Name the antagonist that the dexmedetomidine text below describes as a selective α2-adrenoceptor antagonist.

▸ SUPPLIED TEXT:
....
Dexmedetomidine is an α2-adrenoceptor/imidazoline 1 (I1) receptor agonist, and it has been suggested that activation of I1 receptors [6], as well as activation of α2-adrenoceptors [2], inhibits sympathetic outflow in the central nervous system and causes hypotension and bradycardia. However, there has been little attention paid to dexmedetomidine-related decrease in minute ventilation (V′E) [7, 8], because dexmedetomidine-related hypotension stimulates ventilation by activating chemoreceptors [9] and can minimize dexmedetomidine-related respiratory suppression.

Recently, we examined the cardiorespiratory effects of intraperitoneal injection of dexmedetomidine (50 μg·kg−1) in spontaneously breathing newborn rats (2−5 days old) [10, 11]. Our findings suggested that, in newborns, dexmedetomidine suppresses respiratory frequency and heart rate predominantly through α2-adrenoceptor activation [10, 11], whereas mean inspiratory flow (VT/TI, where VT is tidal volume and TI is inspiratory time) was stimulated by I1 receptor activation [11]. Hence, to extend our knowledge of respiratory regulation during dexmedetomidine administration, we examined cardiorespiratory indices in spontaneously breathing adult rats (8 weeks old), including VT/TI, mean arterial blood pressure (MAP), and arterial blood gases (ABGs). We also examined whether activation of I1 receptors, together with activation of α2-adrenoceptors, is involved in dexmedetomidine-related respiratory suppression by using two different antagonists, i.e. atipamezole (selective α2-adrenoceptor antagonist) and efaroxan (α2-adrenoceptor/I1 receptor antagonist) [11].
....
Dataset entries:

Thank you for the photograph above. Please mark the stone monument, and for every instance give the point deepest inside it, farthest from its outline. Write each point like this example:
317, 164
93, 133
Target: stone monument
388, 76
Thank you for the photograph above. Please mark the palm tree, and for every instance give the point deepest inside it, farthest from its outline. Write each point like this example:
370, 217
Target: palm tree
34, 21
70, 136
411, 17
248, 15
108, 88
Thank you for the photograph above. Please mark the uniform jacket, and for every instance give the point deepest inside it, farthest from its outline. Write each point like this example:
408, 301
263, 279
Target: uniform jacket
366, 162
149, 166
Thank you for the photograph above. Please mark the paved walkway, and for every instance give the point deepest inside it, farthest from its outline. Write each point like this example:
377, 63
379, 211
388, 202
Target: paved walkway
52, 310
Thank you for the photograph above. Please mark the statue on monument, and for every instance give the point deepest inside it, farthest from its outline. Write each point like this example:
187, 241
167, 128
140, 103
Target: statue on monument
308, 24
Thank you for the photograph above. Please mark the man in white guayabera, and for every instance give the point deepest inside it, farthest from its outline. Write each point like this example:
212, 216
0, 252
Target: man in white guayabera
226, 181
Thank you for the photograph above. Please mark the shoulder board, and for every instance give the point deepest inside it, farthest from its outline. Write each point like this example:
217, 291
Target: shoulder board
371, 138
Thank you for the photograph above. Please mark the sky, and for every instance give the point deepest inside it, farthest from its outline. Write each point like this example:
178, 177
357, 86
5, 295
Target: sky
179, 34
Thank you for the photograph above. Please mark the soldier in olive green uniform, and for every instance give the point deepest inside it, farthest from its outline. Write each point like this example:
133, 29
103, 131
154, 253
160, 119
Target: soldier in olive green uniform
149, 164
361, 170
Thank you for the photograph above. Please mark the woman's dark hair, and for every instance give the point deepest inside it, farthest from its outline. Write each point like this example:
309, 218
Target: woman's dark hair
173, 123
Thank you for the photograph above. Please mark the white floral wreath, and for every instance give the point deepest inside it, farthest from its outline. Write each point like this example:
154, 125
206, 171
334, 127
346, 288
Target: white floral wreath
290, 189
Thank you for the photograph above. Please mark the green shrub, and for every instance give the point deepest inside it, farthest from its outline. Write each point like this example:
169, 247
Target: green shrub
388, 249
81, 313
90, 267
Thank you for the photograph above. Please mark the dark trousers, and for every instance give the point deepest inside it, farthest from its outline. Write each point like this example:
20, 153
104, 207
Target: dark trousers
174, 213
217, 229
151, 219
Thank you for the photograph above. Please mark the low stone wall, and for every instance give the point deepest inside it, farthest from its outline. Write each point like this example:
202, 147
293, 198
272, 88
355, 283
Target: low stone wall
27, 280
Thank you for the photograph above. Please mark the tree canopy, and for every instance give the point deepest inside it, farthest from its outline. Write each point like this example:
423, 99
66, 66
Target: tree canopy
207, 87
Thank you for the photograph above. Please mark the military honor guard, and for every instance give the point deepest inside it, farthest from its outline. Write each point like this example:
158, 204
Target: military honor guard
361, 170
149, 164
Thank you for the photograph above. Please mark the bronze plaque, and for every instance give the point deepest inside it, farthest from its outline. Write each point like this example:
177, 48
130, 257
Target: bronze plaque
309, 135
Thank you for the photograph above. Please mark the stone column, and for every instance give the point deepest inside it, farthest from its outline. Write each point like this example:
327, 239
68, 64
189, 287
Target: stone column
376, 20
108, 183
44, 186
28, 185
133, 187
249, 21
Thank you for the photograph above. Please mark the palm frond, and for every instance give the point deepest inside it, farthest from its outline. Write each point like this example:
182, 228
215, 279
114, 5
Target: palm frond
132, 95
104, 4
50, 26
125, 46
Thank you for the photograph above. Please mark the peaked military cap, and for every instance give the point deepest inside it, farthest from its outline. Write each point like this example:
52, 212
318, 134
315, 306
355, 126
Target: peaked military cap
....
▸ RESPONSE: Atipamezole